Listed records:
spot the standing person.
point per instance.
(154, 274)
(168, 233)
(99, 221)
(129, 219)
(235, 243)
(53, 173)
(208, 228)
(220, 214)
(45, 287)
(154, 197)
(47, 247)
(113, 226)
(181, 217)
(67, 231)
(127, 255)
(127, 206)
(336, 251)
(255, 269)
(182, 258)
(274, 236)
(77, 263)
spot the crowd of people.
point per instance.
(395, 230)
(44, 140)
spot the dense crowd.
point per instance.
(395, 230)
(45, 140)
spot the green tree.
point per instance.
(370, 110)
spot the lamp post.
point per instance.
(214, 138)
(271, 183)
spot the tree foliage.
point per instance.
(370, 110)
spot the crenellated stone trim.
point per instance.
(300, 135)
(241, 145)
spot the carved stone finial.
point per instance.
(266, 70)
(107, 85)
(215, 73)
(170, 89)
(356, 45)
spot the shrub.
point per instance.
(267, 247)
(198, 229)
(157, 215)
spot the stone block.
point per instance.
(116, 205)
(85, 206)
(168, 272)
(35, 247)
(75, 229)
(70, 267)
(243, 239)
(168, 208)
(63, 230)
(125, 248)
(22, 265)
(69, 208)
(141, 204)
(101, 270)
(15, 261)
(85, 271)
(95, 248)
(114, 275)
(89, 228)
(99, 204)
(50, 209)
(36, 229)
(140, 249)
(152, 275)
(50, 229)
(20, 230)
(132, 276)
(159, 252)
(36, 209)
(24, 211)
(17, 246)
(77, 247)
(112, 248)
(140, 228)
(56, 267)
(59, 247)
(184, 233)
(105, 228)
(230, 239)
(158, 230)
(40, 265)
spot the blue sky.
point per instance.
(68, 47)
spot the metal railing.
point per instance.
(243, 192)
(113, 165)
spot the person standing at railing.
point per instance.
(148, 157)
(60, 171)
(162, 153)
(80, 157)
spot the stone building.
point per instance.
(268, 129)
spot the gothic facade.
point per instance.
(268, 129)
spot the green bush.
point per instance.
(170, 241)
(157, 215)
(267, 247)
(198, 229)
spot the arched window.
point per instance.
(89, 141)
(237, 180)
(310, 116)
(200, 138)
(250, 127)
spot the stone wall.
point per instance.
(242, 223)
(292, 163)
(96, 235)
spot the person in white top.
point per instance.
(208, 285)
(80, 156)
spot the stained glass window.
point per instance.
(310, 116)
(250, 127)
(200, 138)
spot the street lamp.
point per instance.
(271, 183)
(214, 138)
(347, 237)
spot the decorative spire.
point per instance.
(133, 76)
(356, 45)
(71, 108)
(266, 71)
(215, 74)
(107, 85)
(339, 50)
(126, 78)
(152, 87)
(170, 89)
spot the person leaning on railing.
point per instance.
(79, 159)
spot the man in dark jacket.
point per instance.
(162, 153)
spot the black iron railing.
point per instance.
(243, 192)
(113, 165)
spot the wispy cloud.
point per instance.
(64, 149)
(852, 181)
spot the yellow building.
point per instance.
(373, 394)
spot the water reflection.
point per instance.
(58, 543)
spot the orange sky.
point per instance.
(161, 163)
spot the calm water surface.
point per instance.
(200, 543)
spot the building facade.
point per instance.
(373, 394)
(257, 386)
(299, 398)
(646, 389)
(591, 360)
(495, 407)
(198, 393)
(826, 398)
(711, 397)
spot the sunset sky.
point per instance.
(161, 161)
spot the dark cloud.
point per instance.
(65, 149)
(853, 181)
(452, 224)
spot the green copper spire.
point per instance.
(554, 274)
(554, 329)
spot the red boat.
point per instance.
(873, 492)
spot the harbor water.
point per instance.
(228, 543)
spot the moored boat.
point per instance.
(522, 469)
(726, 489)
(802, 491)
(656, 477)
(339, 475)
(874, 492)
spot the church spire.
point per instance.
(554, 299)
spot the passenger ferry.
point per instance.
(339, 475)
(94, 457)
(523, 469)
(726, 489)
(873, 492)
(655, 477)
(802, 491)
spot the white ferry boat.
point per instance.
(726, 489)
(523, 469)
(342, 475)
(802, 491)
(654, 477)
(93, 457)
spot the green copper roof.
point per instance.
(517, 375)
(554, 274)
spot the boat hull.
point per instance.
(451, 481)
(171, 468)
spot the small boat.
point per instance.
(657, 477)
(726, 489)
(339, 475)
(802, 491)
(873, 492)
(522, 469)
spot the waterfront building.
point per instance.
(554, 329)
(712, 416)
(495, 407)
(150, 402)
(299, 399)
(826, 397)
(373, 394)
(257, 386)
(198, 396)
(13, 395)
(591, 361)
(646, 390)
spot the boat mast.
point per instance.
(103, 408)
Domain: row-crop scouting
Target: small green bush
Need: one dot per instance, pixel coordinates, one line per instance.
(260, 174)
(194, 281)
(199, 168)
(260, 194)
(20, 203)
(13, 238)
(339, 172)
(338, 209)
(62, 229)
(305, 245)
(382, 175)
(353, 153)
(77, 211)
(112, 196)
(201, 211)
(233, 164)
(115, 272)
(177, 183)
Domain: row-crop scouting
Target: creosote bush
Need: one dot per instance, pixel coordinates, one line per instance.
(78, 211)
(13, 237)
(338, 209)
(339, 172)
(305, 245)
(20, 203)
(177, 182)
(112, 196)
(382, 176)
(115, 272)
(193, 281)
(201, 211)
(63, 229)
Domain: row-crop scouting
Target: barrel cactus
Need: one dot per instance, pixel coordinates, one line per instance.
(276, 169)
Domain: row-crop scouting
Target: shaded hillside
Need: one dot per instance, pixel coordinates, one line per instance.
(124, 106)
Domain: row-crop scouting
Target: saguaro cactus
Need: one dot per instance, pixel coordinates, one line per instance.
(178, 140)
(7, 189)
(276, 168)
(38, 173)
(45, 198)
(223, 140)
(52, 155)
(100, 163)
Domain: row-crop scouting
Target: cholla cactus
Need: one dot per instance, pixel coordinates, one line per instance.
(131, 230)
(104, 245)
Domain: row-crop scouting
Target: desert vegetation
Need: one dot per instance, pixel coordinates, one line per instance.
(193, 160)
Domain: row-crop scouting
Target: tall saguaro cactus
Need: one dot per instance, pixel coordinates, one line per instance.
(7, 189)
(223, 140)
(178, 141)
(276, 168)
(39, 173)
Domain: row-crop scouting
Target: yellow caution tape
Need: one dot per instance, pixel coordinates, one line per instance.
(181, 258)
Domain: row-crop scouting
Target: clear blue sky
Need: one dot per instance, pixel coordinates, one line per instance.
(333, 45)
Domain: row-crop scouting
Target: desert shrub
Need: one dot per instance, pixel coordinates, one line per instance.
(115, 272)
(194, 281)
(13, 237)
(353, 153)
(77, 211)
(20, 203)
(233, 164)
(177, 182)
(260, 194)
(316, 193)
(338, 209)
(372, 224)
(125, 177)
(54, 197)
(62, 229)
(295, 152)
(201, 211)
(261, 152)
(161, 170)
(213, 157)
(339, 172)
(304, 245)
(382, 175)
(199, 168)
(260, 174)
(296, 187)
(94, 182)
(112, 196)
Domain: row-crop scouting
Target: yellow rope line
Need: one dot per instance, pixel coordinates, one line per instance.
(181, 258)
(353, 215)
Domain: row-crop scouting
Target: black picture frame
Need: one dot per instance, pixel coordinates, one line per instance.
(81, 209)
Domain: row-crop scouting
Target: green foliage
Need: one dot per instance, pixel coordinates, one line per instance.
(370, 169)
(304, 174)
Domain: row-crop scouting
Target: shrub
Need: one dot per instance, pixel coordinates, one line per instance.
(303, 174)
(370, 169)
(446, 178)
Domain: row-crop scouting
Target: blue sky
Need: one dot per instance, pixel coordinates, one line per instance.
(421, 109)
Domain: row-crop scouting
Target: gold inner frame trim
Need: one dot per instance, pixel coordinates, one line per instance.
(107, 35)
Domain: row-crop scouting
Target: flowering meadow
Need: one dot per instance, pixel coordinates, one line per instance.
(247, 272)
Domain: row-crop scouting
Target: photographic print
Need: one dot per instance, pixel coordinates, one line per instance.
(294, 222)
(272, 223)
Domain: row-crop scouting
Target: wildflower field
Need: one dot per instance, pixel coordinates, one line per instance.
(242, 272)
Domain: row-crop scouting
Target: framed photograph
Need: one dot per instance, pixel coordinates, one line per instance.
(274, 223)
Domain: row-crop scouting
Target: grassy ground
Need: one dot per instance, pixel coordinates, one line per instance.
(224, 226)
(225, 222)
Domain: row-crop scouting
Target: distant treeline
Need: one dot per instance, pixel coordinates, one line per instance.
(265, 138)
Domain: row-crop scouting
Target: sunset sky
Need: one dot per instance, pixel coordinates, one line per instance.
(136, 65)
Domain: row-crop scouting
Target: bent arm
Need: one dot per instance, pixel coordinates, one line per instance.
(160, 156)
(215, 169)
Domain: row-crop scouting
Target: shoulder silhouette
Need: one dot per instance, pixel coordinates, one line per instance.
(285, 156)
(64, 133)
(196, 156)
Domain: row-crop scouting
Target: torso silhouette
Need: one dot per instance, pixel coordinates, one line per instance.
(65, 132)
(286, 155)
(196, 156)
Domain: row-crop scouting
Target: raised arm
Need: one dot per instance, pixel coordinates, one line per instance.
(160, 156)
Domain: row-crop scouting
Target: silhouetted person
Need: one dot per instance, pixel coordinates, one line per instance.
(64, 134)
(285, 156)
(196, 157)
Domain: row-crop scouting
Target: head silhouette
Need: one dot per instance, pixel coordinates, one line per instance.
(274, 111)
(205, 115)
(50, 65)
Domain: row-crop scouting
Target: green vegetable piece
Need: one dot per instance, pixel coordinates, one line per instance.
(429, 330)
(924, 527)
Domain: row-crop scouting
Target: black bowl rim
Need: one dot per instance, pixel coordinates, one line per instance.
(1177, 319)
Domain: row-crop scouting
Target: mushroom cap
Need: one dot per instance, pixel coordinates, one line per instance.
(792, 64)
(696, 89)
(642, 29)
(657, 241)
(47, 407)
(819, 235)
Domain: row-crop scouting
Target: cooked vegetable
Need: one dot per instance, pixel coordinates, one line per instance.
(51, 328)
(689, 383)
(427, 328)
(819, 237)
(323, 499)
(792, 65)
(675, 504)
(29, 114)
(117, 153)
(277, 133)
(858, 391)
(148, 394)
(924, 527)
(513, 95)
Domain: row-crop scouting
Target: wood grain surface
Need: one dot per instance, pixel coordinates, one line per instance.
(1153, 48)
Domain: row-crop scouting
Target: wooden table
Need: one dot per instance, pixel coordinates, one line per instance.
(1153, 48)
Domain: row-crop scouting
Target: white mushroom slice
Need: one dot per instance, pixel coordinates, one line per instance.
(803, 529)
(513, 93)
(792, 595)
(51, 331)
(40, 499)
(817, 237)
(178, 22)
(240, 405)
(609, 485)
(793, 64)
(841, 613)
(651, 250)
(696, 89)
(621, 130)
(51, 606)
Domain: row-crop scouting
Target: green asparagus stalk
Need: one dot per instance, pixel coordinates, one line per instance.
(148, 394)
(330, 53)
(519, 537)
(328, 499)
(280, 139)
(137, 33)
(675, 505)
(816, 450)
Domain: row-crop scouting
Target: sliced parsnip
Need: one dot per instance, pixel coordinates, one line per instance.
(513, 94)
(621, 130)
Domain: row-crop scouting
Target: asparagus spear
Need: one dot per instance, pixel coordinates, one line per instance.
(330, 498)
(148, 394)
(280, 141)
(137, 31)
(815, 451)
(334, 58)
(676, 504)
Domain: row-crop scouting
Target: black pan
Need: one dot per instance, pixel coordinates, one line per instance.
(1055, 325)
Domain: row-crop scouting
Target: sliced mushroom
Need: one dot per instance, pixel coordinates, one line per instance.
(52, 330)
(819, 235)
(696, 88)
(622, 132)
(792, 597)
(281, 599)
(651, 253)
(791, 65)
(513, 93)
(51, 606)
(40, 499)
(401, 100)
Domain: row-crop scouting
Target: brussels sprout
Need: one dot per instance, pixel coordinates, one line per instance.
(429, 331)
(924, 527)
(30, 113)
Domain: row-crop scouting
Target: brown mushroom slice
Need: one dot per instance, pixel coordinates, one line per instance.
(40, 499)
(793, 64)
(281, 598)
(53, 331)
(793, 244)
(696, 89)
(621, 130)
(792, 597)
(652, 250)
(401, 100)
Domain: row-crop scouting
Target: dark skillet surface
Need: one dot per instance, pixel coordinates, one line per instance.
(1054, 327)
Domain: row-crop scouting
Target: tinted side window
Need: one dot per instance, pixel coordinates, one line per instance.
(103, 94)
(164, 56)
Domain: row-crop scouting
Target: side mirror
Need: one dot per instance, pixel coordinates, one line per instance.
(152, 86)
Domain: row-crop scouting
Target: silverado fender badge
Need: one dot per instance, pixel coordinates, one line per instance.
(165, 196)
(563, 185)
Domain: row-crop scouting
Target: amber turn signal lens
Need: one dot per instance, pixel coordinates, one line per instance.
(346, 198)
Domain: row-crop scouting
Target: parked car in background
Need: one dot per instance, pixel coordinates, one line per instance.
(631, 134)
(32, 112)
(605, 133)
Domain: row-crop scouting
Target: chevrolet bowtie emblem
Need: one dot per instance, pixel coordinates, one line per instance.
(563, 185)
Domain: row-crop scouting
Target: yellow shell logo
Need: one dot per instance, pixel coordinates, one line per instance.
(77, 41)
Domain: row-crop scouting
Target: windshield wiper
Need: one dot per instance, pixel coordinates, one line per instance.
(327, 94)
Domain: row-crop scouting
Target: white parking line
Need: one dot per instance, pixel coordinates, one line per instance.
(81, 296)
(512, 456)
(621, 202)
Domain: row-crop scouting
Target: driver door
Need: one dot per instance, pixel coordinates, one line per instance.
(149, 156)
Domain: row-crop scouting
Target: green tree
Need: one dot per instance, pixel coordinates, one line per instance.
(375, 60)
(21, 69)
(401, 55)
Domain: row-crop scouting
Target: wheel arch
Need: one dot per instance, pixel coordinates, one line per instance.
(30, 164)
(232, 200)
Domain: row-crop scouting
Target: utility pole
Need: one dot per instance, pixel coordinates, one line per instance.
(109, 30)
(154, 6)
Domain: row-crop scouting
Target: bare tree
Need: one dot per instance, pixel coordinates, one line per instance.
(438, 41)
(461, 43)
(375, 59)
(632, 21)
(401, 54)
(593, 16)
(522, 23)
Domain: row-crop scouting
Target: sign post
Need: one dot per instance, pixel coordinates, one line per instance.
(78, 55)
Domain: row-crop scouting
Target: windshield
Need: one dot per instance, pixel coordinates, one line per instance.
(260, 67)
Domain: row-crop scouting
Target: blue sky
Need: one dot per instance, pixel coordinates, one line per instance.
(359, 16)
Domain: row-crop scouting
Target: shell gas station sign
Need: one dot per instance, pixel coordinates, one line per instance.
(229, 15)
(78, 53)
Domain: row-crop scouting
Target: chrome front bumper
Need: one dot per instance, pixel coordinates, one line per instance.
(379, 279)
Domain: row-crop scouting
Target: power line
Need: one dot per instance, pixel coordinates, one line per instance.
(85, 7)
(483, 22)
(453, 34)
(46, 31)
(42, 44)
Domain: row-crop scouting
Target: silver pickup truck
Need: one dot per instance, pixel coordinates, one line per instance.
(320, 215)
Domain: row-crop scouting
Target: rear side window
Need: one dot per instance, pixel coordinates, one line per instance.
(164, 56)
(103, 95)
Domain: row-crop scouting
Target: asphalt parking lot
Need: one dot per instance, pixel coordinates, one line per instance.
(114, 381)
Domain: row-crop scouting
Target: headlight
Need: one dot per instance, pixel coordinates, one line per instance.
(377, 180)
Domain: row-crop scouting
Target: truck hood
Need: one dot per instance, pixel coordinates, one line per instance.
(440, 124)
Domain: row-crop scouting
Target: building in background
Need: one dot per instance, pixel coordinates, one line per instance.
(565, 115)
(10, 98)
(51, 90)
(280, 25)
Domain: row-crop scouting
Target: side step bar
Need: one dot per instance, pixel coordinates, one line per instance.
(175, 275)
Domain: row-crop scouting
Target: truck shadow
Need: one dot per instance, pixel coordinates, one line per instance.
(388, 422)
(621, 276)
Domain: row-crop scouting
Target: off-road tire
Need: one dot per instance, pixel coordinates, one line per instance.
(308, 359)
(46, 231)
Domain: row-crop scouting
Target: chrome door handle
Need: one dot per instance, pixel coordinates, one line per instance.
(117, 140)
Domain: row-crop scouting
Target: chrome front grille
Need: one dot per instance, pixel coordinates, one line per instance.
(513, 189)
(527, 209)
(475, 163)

Exercise details: Copy out every line from the material above in which the word "trim" appears.

Response:
spot the crenellated stone trim.
Target: gold inner frame trim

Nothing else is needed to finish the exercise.